■ YOUR TASKS:
- 1) In the RNANet extract, please rewrite the paragraph beginning "With option --distance-matrices" as a short bulleted list that keeps its main facts.
- 2) Answer these questions from the RNANet extract, one line each:
(a) About how long do update runs take?
(b) What happens if the -r option is not given?
(c) In what format are the alignments in archive/RNANET_alignments_latest.tar.gz?
- 3) Pick up the RNANet extract after its last sentence and continue it.

■ DOCUMENT EXTRACT:
════
Update runs are much quicker, around 3 hours. It depends mostly on what RNA families are concerned by the update.

Post-computation tasks (estimate quality)

If your did not ask for automatic run of statistics over the produced dataset with the -s option, you can run them later using the file

python3.8 --3d-folder path/to/3D/data/folder --seq-folder path/to/sequence/data/folder -r 20.0

/!\ Beware, if not precised with option -r, no resolution threshold is applied and all the data in RNANet.db is used.

By default, this computes:

  • Computation of sequence identity matrices
  • Statistics over the sequence lengths, nucleotide frequencies, and basepair types by RNA family
  • Overall database content statistics

If you have run RNANet once with option --extract, additionally, you can compute more by passing the options:

  • With option --distance-matrices to compute pairwise residue distances within the chain for every chain, and compute average and standard deviations by RNA families. This is supposed to capture the average shape of an RNA family. The distance matrices are the size of the family's covariance model (match states). Unresolved nucleotides or deletions to the covariance model are NaNs.

If you have run RNANet once with options --no-homology and --extract, you unlock new statistics over unmapped chains.

  • You will be allowed to use option --wadley to reproduce Wadley & al. (2007) results automatically. These are clustering results of the pseudotorsions angles of the backbone.

Output files

  • results/RNANet.db is a SQLite database file containing several tables with all the information, which you can query yourself with your custom requests,
  • 3D-folder-you-passed-in-option/datapoints/* are flat text CSV files, one for one RNA chain mapped to one RNA family, gathering the per-position nucleotide descriptors,
  • archive/RNANET_datapoints_{DATE}.tar.gz is a compressed archive of the above CSV files (only if you passed the --archive option)
  • archive/RNANET_alignments_latest.tar.gz is a compressed archive of multiple sequence alignments in FASTA format, one per RNA family, including only the portions of chains with a 3D structure which are mapped to a family. The alignment has been computed with all the RFam sequences of that family, but they have been removed then.
════
■ STUDY MATERIAL:
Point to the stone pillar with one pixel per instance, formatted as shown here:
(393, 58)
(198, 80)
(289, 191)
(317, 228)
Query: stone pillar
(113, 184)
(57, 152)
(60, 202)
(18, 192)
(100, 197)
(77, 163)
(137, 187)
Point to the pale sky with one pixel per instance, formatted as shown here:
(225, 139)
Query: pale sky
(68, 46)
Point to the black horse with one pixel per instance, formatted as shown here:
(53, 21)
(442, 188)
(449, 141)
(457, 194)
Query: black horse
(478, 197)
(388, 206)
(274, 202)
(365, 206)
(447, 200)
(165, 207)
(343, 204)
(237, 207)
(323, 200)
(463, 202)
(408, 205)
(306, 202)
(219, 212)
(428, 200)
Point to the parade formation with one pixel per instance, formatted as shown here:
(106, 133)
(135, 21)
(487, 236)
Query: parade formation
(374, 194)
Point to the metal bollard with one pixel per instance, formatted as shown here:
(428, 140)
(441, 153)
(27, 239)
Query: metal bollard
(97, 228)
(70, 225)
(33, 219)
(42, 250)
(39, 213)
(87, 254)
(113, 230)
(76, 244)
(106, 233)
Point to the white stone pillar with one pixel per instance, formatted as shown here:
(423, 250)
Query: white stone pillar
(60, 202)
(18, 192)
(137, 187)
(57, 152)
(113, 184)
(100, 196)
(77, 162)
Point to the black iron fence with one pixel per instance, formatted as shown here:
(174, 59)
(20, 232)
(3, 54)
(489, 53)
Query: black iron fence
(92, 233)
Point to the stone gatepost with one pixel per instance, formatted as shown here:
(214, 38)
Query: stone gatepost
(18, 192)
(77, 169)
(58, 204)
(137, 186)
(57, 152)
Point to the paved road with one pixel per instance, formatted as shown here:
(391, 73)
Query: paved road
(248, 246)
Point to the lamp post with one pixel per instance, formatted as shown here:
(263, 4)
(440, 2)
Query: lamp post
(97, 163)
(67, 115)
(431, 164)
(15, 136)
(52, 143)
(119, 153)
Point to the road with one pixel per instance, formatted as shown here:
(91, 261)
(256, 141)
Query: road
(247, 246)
════
■ ANSWERS FOR THE TASKS:
- 1)
- The --distance-matrices option computes pairwise residue distances within the chain for every chain.
- It computes averages and standard deviations by RNA family, meant to capture the family's average shape.
- Each distance matrix is the size of the family's covariance model (match states).
- Unresolved nucleotides and deletions relative to the covariance model are NaNs.

- 2)
(a) Around 3 hours.
(b) No resolution threshold is applied, and all the data in RNANet.db is used.
(c) FASTA format, with one alignment per RNA family.

- 3)
  • path-to-3D-folder-you-passed-in-option/rna_mapped_to_Rfam If you used the --extract option, this folder contains one mmCIF file per RNA chain mapped to one RNA family, without other chains, proteins (nor ions and ligands by default). If you used both --extract and --no-homology, this folder is called rna_only.
  • results/summary.csv summarizes information about the RNA chains
  • results/families.csv summarizes information about the RNA families
  • results/pair_types.csv summarizes statistics about base-pair types in every family.
  • results/frequencies.csv summarizes statistics about nucleotides frequencies in every family (including all known modified bases)

Other folders are created and not deleted, which you might want to conserve to avoid re-computations in later runs:

  • path-to-sequence-folder-you-passed-in-option/rfam_sequences/fasta/ contains compressed FASTA files of the homologous sequences used, by Rfam family.
  • path-to-sequence-folder-you-passed-in-option/realigned/ contains families covariance models (*.cm), unaligned list of sequences (*.fa), and multiple sequence alignments in both formats Stockholm and Aligned-FASTA (*.stk and *.afa). Also contains SINA homolgous sequences databases LSU.arb and SSU.arb, and their index files (*.sidx).
  • path-to-3D-folder-you-passed-in-option/RNAcifs/ contains mmCIF structures directly downloaded from the PDB, which contain RNA chains,
  • path-to-3D-folder-you-passed-in-option/annotations/ contains the raw JSON annotation files of the previous mmCIF structures. You may find additional information into them which is not properly supported by RNANet yet.